**What is required:** Print the records below verbatim.

**Data for this task:**
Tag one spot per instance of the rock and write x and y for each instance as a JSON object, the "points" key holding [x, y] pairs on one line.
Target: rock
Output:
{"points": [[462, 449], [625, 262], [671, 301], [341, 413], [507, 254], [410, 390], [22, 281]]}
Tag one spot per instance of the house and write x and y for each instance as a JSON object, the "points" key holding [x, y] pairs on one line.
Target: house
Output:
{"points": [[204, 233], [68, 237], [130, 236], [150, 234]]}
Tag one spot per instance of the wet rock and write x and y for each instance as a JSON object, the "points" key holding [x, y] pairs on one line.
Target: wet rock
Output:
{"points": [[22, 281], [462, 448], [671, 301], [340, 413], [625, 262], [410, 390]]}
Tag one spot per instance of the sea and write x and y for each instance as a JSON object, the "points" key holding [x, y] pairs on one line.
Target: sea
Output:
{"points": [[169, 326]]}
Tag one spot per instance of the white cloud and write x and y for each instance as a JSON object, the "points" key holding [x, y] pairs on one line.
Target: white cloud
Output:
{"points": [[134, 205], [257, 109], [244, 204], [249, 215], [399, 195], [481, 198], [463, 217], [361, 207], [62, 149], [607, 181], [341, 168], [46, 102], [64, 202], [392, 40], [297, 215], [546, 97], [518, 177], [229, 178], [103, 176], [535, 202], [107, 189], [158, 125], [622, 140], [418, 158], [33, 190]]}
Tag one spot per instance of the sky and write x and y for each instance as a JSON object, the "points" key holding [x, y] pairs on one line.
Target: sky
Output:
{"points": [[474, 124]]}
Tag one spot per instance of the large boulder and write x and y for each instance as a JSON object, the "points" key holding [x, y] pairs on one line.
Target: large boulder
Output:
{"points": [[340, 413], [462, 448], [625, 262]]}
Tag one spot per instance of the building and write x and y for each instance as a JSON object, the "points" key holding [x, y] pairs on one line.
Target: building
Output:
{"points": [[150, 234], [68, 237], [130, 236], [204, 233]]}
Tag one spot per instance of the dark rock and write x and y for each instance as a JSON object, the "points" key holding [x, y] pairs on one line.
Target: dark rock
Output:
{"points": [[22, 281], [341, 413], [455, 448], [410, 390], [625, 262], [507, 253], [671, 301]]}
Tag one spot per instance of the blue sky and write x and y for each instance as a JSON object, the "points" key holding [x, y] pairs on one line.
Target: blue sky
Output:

**Exercise result:**
Tag one spot per instance of the rock and write x and y for each instance as a JSON object, the "points" key holding [x, y] pairs on one line.
Target: rock
Output:
{"points": [[462, 449], [625, 262], [671, 301], [341, 413], [507, 254], [410, 390], [22, 281]]}
Tag one spot per instance of the house and write x and y for each instance as a JSON object, the "points" key holding [x, y] pairs on one line.
Target: house
Output:
{"points": [[204, 233], [68, 237], [130, 236], [150, 234]]}
Tag one spot per instance of the wet rock and write x and y for each instance as a JSON object, the "points" key holding [x, y] pairs on one line.
Target: wet rock
Output:
{"points": [[22, 281], [462, 448], [671, 301], [340, 413], [625, 262], [410, 390]]}
Tag one spot per instance of the sea and write x and y for each instance as a JSON object, the "points" key holding [x, y] pairs on one line.
Target: sea
Output:
{"points": [[169, 326]]}
Tag one spot per instance of the white cloud and write x and y for each instance as a JSON object, the "points" key holding [x, y] pairs on one line.
Target: white cloud
Output:
{"points": [[134, 205], [257, 109], [244, 204], [249, 215], [399, 195], [481, 198], [463, 217], [361, 207], [62, 149], [607, 181], [341, 168], [46, 102], [64, 202], [392, 40], [297, 215], [546, 97], [518, 177], [229, 178], [103, 176], [535, 202], [107, 189], [158, 125], [622, 140], [418, 158], [33, 190]]}
Tag one spot per instance of the sky and write x and y for each instance as a JSON object, the "points" key holding [x, y] pairs on one line.
Target: sky
Output:
{"points": [[474, 124]]}
Tag one spot per instance of the large boulder and write x and y for each instance as a JSON object, the "points" key holding [x, y] pairs on one line.
Target: large boulder
Output:
{"points": [[340, 413], [462, 448], [625, 262]]}
Tag one spot per instance of the building and write x and y for each instance as a JSON object, the "points" key holding [x, y] pairs on one line.
Target: building
Output:
{"points": [[150, 234], [68, 237], [130, 236], [204, 233]]}
Tag one spot per instance of the dark rock and write x and y for each instance as a JSON object, the "points" key holding [x, y] pairs on one line.
Target: dark rock
Output:
{"points": [[22, 281], [341, 413], [455, 448], [410, 390], [625, 262], [507, 253], [671, 301]]}
Tag one spot per instance of the blue sky and write x and y for each instance as a JSON object, the "points" key holding [x, y] pairs on one line.
Target: blue sky
Output:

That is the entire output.